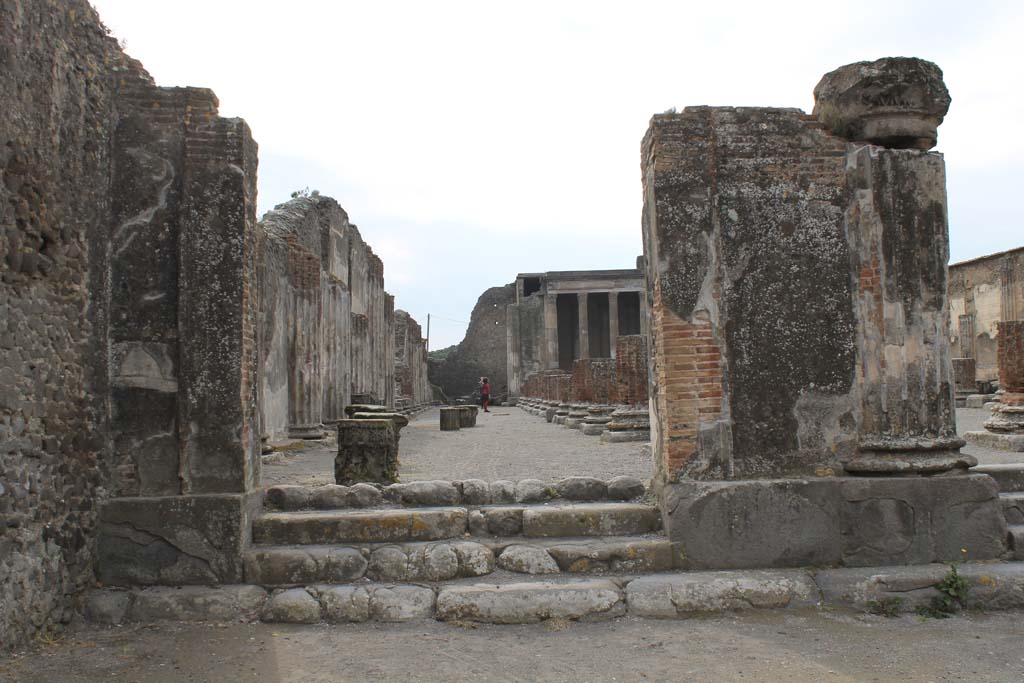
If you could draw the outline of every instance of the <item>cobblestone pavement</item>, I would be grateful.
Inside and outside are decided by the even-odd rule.
[[[476,427],[442,432],[437,409],[416,416],[401,430],[402,481],[421,479],[543,479],[571,475],[603,479],[651,475],[650,446],[601,443],[575,429],[549,424],[518,408],[480,412]],[[333,443],[310,445],[263,467],[263,483],[333,483]]]
[[[957,430],[983,429],[989,412],[964,408],[956,411]],[[1024,454],[1007,453],[969,443],[979,463],[1024,462]],[[306,449],[285,456],[280,464],[263,467],[263,482],[333,483],[333,442],[310,442]],[[496,408],[480,413],[477,427],[441,432],[437,410],[418,415],[401,431],[402,481],[419,479],[544,479],[570,475],[610,478],[629,474],[646,479],[651,474],[650,446],[643,443],[601,443],[575,429],[548,424],[543,418],[517,408]]]
[[[1019,683],[1024,613],[775,610],[534,626],[84,626],[0,656],[0,681]]]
☆ ☆ ☆
* **WHAT NEEDS TO BE DONE**
Reproduce each record from above exactly; pictures do not belong in the copy.

* **WRITTEN RESPONSE**
If you could draw the outline of every instance of the <item>cobblestone pavement</item>, I would be grateful.
Inside and outside are decided by the even-odd rule.
[[[476,427],[442,432],[437,409],[416,416],[401,430],[402,481],[421,479],[543,479],[571,475],[603,479],[651,475],[650,446],[601,443],[575,429],[549,424],[518,408],[480,412]],[[333,443],[310,445],[263,467],[263,483],[333,483]]]
[[[957,430],[983,429],[989,412],[964,408],[956,411]],[[1024,454],[1007,453],[969,443],[979,463],[1024,462]],[[306,449],[285,456],[280,464],[263,467],[263,482],[333,483],[333,442],[310,442]],[[496,408],[480,413],[477,427],[441,432],[437,410],[418,415],[401,431],[402,481],[419,479],[544,479],[570,475],[610,478],[629,474],[646,479],[651,474],[650,446],[643,443],[601,443],[575,429],[548,424],[543,418],[517,408]]]
[[[1019,683],[1024,613],[775,610],[534,626],[84,626],[0,656],[0,681]]]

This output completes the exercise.